(Records excerpted from a collection)

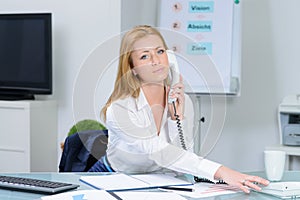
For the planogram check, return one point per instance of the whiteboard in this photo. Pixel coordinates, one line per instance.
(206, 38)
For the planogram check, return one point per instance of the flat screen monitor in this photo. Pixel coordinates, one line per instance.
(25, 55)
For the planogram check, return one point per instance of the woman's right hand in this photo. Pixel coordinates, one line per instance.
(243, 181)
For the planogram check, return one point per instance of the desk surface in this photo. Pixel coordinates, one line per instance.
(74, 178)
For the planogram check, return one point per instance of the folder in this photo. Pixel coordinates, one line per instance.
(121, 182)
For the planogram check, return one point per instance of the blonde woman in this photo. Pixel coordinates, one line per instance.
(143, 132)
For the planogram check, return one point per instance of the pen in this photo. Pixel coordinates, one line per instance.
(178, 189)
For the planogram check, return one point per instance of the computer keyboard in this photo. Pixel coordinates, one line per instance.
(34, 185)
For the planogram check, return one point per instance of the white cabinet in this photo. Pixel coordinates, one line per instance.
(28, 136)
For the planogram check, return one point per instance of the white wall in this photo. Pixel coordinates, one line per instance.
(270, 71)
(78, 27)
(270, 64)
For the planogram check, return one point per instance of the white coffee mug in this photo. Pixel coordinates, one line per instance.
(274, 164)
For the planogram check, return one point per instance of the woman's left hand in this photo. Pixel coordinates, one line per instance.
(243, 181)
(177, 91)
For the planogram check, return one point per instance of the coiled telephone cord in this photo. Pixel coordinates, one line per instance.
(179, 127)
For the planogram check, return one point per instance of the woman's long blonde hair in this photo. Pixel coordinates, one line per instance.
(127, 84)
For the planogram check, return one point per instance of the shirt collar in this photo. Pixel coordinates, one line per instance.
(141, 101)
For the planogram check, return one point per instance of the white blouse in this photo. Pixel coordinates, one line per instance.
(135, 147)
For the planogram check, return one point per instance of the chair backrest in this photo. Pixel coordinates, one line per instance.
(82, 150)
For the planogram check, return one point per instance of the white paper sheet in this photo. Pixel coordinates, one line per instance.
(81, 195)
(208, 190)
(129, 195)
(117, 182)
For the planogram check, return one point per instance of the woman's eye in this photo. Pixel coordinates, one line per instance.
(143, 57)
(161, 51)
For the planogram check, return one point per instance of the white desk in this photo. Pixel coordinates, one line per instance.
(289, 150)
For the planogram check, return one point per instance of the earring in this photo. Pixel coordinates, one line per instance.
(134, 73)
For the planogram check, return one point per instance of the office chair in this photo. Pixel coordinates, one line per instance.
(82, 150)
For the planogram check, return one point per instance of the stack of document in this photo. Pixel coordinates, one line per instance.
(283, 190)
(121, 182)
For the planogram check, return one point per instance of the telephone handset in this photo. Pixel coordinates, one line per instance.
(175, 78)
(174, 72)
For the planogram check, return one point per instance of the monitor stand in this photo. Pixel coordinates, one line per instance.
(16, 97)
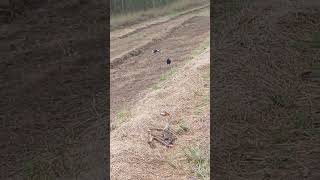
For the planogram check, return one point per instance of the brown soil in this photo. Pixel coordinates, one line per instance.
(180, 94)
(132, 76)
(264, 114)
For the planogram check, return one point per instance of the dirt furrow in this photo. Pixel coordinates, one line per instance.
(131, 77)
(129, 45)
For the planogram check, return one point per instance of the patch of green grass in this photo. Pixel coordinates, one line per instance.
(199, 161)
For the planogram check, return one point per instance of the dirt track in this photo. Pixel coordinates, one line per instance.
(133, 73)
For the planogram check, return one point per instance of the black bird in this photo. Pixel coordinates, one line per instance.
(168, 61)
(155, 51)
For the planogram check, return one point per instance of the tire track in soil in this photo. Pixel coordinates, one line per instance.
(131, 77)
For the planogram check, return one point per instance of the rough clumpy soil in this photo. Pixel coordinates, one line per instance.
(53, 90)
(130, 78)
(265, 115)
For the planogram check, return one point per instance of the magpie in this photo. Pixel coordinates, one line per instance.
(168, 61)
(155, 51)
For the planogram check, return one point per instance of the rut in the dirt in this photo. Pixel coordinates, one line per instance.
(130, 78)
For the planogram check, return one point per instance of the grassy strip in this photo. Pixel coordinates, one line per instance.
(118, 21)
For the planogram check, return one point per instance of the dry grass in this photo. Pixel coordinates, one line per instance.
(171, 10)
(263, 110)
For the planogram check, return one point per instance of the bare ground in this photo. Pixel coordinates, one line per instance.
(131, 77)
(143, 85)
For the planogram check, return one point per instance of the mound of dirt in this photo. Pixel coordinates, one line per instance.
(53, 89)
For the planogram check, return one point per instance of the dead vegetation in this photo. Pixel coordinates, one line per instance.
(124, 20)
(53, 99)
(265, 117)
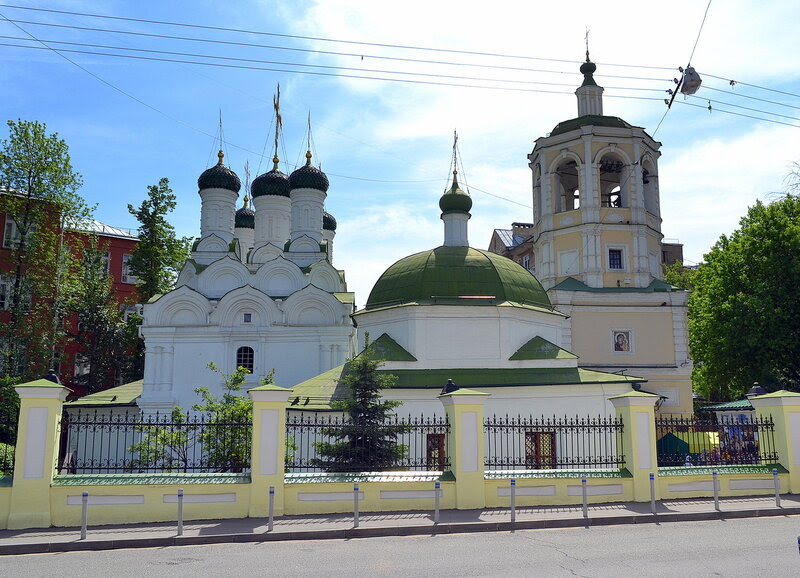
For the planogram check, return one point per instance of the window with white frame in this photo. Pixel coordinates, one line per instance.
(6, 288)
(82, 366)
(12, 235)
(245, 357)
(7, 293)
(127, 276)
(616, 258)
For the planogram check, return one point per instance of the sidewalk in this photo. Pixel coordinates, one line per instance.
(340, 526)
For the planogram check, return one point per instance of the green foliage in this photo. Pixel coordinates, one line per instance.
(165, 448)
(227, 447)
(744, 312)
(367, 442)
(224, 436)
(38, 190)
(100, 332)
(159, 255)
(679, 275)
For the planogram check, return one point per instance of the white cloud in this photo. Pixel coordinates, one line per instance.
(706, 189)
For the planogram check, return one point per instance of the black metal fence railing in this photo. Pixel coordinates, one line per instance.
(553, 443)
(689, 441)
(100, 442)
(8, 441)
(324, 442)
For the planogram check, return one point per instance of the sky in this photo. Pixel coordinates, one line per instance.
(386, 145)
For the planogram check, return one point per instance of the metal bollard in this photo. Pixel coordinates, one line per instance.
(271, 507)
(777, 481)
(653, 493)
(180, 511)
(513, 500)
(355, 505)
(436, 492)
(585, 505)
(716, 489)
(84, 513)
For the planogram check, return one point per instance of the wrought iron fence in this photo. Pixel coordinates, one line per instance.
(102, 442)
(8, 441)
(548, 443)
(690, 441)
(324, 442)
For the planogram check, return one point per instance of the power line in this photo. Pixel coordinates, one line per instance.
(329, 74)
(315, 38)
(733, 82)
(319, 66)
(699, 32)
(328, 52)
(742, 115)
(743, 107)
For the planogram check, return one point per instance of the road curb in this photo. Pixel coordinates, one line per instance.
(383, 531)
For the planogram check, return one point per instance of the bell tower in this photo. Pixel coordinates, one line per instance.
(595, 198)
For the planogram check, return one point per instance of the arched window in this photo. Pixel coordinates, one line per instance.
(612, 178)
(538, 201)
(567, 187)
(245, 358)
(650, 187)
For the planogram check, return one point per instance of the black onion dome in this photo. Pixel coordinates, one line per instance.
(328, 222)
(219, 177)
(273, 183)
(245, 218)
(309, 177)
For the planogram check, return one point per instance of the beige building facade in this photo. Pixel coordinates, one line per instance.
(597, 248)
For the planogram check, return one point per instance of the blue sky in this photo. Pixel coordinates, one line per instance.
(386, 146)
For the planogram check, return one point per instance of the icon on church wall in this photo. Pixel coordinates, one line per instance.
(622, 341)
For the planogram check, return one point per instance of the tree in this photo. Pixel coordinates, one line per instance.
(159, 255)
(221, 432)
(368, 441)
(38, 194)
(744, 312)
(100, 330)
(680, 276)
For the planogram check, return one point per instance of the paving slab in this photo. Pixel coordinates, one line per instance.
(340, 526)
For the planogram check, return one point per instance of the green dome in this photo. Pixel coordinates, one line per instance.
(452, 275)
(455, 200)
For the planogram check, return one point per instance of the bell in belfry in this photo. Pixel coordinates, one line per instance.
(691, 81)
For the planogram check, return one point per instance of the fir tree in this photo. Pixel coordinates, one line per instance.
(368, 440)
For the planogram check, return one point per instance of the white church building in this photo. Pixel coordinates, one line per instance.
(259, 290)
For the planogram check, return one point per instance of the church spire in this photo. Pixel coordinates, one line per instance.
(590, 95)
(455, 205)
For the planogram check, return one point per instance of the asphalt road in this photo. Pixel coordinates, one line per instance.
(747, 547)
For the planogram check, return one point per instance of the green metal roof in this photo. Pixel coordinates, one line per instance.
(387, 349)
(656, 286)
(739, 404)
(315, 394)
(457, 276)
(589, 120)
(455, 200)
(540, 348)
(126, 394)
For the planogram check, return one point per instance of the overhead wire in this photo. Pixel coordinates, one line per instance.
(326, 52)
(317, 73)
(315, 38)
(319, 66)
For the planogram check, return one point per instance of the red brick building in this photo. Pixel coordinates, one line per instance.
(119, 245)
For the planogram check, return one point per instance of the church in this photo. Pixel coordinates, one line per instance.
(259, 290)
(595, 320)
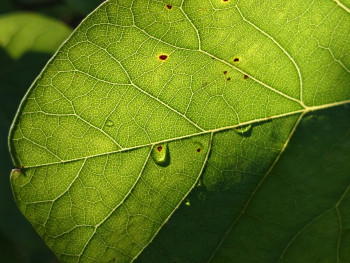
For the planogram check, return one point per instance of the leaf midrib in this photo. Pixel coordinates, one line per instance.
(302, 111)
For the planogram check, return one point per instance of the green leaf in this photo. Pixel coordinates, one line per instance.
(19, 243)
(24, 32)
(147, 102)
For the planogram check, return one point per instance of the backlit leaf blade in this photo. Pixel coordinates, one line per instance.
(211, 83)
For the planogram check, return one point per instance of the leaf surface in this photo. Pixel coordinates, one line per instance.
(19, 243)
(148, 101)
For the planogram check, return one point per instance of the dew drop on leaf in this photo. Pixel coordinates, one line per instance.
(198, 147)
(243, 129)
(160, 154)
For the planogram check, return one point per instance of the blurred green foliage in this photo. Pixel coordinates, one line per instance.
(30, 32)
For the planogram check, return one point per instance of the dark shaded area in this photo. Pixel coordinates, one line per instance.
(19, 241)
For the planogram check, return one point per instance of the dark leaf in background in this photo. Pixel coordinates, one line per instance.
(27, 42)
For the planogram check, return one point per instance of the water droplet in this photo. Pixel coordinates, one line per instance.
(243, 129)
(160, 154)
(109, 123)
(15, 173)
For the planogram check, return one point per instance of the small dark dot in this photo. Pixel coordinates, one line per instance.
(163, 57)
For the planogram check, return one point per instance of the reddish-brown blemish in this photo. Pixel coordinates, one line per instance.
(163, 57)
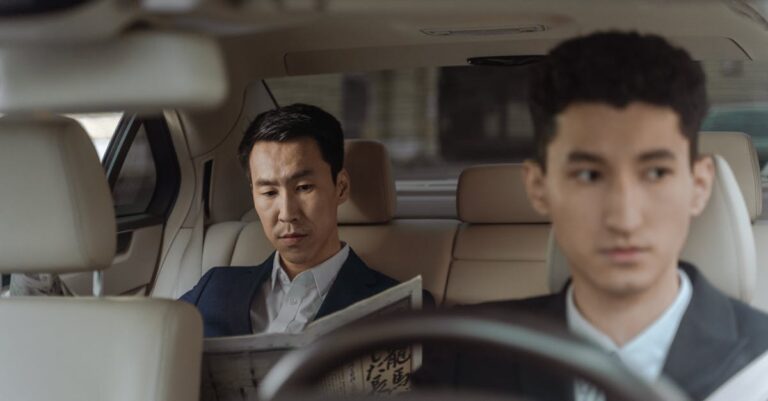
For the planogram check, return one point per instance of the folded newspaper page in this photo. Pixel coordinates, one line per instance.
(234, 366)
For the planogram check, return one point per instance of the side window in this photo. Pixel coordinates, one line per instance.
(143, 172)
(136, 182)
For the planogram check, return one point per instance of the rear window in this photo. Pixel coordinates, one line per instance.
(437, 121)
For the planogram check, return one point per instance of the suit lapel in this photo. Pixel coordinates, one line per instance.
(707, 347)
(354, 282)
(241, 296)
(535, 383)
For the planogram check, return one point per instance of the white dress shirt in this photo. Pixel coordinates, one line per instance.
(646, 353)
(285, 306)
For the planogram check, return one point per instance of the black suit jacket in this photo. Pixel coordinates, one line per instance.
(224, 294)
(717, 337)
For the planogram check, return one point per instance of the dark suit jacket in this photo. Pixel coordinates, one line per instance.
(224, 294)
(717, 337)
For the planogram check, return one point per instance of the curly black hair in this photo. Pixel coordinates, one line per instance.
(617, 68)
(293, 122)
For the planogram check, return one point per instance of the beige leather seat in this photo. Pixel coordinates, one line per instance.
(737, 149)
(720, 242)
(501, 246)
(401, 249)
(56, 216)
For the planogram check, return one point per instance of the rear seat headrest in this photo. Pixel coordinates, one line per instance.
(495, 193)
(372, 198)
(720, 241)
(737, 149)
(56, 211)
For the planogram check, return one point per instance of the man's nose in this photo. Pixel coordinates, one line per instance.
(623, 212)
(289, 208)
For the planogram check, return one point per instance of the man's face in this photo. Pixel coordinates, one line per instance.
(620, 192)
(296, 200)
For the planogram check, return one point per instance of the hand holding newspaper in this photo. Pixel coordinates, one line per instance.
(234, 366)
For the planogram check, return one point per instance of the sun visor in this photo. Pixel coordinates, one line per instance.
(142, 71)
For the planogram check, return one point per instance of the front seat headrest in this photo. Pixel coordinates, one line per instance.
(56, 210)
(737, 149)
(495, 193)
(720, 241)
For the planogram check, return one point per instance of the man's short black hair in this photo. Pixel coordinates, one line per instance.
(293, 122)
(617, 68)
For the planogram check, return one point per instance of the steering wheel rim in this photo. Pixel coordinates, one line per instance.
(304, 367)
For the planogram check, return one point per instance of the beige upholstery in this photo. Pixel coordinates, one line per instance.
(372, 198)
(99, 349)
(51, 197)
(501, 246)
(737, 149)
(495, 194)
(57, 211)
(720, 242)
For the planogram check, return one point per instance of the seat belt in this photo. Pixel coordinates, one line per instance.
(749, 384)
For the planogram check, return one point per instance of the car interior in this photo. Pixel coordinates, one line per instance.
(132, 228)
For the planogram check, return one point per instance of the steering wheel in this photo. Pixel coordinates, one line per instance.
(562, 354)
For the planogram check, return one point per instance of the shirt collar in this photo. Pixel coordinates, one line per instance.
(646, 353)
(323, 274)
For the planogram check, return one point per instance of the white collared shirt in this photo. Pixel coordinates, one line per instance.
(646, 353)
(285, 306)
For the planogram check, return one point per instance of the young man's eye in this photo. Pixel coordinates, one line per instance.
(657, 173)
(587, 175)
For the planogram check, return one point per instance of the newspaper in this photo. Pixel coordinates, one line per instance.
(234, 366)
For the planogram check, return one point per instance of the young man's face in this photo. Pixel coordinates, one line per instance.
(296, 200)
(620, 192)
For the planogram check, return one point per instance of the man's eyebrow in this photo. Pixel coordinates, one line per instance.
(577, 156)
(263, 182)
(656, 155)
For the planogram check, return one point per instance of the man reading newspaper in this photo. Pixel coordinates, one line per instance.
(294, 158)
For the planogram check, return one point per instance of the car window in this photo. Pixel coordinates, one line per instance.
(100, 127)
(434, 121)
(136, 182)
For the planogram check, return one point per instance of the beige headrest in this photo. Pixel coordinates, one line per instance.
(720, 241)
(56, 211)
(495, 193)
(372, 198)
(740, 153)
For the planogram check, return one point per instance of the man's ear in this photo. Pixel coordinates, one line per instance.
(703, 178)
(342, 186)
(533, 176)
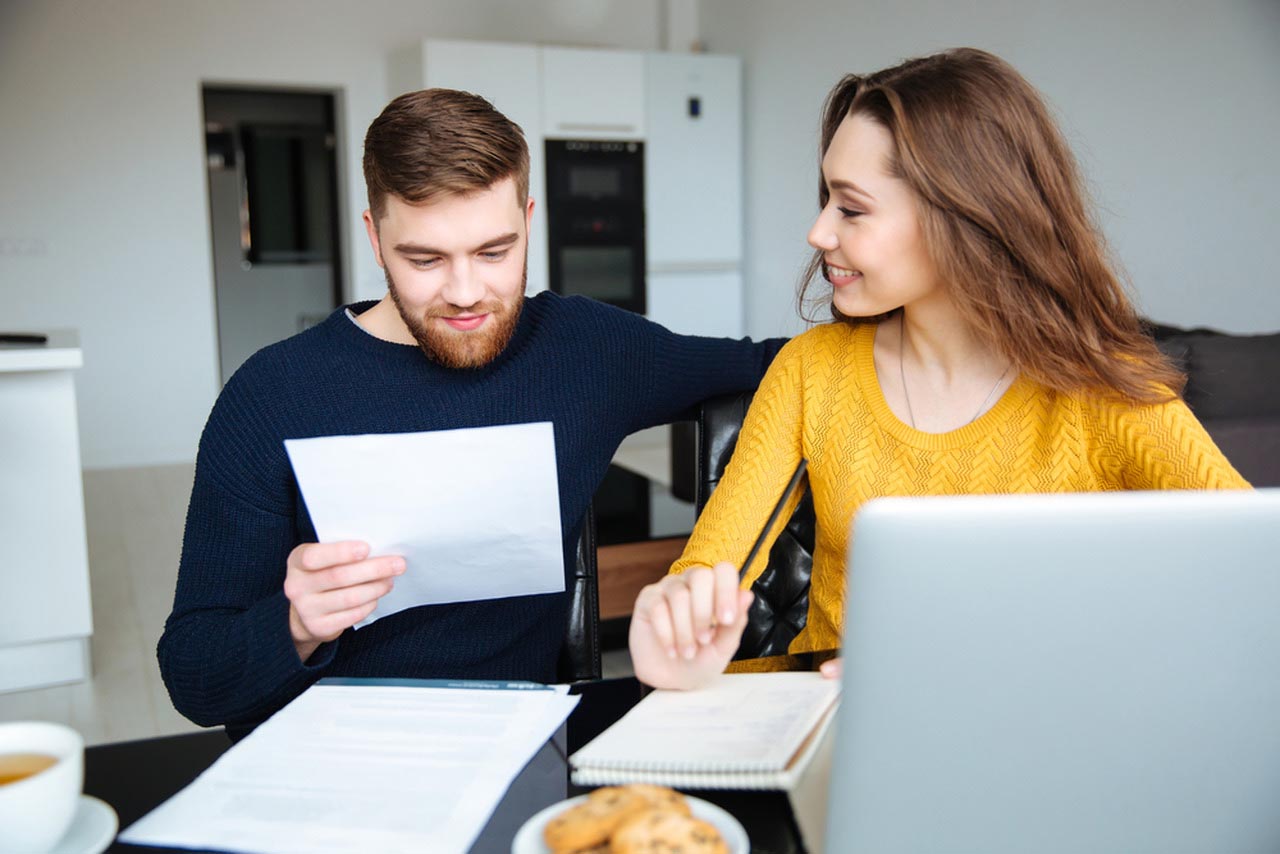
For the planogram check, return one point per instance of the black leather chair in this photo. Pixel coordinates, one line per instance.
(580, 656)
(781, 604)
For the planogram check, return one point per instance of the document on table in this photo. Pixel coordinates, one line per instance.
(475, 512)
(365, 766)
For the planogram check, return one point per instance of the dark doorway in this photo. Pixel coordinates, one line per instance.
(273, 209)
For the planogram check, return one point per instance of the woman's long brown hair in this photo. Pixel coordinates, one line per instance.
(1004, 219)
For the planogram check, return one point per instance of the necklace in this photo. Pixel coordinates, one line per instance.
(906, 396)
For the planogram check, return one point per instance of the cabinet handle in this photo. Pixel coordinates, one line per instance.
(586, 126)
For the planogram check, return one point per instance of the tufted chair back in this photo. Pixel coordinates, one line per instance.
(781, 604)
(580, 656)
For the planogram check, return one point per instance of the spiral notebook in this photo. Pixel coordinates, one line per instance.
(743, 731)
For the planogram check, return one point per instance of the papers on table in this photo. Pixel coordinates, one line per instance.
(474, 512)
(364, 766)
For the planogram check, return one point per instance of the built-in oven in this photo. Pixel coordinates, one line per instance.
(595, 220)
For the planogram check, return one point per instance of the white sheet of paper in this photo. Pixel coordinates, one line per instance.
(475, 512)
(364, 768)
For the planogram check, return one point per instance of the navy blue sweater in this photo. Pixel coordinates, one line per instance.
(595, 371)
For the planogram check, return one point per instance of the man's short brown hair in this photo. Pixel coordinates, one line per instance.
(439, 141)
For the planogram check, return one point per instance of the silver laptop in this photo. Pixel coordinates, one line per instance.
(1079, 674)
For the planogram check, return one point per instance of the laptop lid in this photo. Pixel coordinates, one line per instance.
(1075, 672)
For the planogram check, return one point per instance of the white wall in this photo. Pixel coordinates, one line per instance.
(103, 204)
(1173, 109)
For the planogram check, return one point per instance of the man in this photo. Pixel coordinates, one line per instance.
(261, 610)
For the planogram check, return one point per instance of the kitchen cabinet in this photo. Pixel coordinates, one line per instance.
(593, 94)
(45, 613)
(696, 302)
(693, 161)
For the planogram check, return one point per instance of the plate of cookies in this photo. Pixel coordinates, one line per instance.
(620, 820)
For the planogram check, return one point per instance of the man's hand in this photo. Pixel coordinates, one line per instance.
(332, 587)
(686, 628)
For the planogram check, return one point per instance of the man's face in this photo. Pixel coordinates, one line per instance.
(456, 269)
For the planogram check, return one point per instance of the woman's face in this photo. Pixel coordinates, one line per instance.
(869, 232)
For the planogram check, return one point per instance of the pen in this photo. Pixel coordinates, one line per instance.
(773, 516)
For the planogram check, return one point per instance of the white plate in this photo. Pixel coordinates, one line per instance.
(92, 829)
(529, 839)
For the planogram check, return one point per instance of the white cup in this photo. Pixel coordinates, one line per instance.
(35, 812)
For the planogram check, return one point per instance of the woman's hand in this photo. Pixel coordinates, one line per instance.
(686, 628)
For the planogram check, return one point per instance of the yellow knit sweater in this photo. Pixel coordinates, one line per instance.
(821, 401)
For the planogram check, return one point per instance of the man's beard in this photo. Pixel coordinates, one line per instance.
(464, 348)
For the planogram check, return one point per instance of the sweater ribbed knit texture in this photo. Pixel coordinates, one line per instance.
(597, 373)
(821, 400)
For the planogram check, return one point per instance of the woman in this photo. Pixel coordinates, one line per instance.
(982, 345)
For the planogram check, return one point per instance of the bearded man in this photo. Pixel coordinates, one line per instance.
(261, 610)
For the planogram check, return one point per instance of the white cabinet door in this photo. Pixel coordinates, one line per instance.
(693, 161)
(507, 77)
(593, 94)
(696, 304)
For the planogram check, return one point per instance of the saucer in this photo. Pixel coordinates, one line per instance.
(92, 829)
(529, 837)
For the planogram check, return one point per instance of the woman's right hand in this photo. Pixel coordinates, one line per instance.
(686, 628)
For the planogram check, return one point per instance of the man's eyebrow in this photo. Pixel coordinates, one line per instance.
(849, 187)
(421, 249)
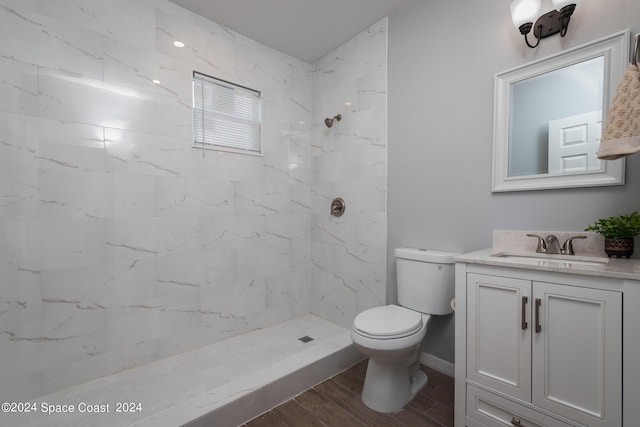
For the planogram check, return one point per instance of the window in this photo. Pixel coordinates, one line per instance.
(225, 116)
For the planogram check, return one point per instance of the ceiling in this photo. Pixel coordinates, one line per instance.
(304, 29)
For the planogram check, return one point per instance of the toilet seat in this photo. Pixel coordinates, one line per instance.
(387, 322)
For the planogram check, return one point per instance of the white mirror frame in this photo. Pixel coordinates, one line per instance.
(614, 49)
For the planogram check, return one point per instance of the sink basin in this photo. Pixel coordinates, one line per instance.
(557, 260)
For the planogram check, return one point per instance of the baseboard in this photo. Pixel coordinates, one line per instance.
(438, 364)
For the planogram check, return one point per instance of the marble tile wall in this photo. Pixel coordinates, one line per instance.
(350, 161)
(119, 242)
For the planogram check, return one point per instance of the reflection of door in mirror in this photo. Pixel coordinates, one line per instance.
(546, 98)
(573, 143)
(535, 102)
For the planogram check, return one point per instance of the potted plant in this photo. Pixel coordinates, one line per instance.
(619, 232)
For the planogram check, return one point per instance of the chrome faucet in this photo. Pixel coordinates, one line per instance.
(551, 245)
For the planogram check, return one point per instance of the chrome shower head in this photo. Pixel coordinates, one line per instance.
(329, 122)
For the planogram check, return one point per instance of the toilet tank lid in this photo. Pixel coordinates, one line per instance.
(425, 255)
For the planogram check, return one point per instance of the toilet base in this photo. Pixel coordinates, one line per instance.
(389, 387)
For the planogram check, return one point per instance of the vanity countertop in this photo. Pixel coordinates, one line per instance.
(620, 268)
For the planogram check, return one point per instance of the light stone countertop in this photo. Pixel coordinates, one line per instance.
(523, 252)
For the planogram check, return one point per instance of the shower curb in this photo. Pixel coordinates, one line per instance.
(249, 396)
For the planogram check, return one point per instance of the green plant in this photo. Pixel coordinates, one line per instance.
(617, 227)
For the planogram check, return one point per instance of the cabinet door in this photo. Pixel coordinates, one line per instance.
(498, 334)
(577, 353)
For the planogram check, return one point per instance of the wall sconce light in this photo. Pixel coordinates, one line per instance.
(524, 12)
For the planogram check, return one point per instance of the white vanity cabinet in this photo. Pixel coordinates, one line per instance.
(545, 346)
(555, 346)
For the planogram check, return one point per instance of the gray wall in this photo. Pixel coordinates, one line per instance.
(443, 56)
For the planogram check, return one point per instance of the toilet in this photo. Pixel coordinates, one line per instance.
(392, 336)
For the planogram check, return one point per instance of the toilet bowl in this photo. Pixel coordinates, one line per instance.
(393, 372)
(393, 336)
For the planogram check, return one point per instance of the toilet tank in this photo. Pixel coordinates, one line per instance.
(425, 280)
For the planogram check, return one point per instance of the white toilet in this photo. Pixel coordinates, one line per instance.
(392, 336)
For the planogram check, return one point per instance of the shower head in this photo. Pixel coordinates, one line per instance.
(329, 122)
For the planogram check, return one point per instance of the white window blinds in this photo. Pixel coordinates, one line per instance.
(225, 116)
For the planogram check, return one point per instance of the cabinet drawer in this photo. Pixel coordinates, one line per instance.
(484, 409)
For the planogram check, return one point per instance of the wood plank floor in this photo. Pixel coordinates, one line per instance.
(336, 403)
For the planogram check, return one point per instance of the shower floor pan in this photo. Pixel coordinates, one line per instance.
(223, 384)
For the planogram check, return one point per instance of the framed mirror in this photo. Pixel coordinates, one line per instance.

** Task details **
Find "the white toilet" in the data above, then repeat that line and all lines after it exactly, ending with the final line.

** Answer area **
For the planogram check, return one point per instance of the white toilet in this photo. Pixel coordinates, one line per instance.
(392, 336)
For the planogram check, return one point per instance of the shower head in this photo. Pixel coordinates, one line per instance.
(329, 122)
For the planogram check, return one point per instance of the white window blinds in this photo. Pixel coordinates, one line per instance.
(225, 116)
For the planogram check, return one point per instance of the cabinet drawer in this photo. Pixel coordinates, one line per instance.
(484, 409)
For the planogram check, return one point per instance of the wood plank floor in this photo. Pixel coordinates, one line per instance.
(336, 403)
For the planogram check, return one point per instance of the shower floor pan in this photo. Pixel coordinates, one line per instance.
(223, 384)
For the planogram check, return one point per instance of the framed mirror in this photo. Pixel coordinates, one line per instance.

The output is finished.